> [WORK TASK] The records below are to be retyped in full, without any alteration.

> [INFORMATION SHOWN]

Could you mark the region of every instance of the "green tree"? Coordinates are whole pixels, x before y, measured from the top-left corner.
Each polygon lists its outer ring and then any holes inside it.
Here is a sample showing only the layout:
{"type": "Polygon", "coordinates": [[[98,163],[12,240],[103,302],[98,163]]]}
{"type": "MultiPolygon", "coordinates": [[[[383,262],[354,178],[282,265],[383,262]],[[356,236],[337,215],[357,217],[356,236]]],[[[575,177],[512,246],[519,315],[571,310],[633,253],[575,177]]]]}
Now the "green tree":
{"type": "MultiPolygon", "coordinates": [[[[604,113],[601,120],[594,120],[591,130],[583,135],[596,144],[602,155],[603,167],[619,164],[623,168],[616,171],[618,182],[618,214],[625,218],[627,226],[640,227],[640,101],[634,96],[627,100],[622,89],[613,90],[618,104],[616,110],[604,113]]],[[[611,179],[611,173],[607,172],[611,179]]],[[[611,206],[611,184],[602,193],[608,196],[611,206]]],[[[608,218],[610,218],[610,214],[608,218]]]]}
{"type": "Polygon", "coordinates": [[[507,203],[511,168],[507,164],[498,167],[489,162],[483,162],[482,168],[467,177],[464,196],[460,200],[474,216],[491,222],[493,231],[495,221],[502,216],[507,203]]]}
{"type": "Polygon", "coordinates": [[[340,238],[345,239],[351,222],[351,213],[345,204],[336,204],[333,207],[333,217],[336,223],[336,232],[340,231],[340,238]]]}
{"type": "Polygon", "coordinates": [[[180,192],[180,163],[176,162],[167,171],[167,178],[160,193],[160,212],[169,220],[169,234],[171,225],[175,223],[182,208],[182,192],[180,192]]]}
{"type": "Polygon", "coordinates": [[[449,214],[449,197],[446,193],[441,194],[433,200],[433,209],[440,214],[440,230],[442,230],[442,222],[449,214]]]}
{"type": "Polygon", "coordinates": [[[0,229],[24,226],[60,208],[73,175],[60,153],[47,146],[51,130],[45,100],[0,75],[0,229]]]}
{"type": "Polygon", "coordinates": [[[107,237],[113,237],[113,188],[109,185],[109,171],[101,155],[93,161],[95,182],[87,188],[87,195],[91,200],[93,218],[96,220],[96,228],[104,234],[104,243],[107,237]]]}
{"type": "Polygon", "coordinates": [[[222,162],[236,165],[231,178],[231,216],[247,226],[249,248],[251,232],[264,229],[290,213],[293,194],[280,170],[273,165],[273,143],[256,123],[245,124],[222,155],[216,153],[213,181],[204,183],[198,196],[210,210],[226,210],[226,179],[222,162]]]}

> [TASK RESULT]
Could you mark the region of every instance of the "green tree"? Coordinates are whole pixels, x before y, measured from the top-left corner.
Each polygon lists its outer ring and then any holes inside it.
Here is a sample showing only the layout:
{"type": "Polygon", "coordinates": [[[98,163],[12,240],[103,302],[98,163]]]}
{"type": "MultiPolygon", "coordinates": [[[[383,262],[354,178],[282,265],[383,262]],[[356,236],[337,215],[357,217],[356,236]]],[[[575,177],[512,246],[519,315],[571,310],[633,253],[575,177]]]]}
Now the "green tree":
{"type": "MultiPolygon", "coordinates": [[[[604,113],[601,120],[594,120],[591,130],[583,135],[596,144],[602,155],[603,167],[619,164],[623,168],[616,171],[618,182],[618,214],[625,218],[627,226],[640,227],[640,101],[634,96],[627,100],[622,89],[613,90],[618,104],[616,110],[604,113]]],[[[611,179],[611,173],[607,172],[611,179]]],[[[611,206],[611,184],[602,193],[608,196],[611,206]]],[[[608,218],[610,218],[610,214],[608,218]]]]}
{"type": "Polygon", "coordinates": [[[507,203],[511,168],[507,164],[498,167],[489,162],[483,162],[482,168],[467,177],[464,196],[460,200],[474,216],[491,222],[493,231],[495,221],[502,216],[507,203]]]}
{"type": "Polygon", "coordinates": [[[340,238],[345,239],[351,222],[351,213],[345,204],[336,204],[333,207],[333,217],[336,223],[336,232],[340,231],[340,238]]]}
{"type": "Polygon", "coordinates": [[[180,192],[180,163],[176,162],[167,171],[167,178],[160,193],[160,212],[169,220],[169,234],[171,225],[175,223],[182,208],[182,192],[180,192]]]}
{"type": "Polygon", "coordinates": [[[449,214],[449,197],[446,193],[441,194],[433,200],[433,209],[440,214],[440,230],[442,230],[442,222],[449,214]]]}
{"type": "Polygon", "coordinates": [[[0,229],[24,226],[60,208],[73,175],[60,153],[47,146],[51,130],[45,100],[0,75],[0,229]]]}
{"type": "Polygon", "coordinates": [[[107,237],[113,237],[113,188],[109,185],[109,171],[101,155],[93,161],[95,182],[87,188],[87,195],[91,200],[93,218],[96,220],[96,228],[104,234],[104,243],[107,237]]]}
{"type": "Polygon", "coordinates": [[[222,162],[236,165],[231,178],[231,216],[247,226],[249,248],[251,232],[264,229],[290,213],[293,194],[280,170],[273,165],[273,143],[256,123],[245,124],[222,155],[216,153],[213,181],[204,183],[198,196],[210,210],[226,210],[226,179],[222,162]]]}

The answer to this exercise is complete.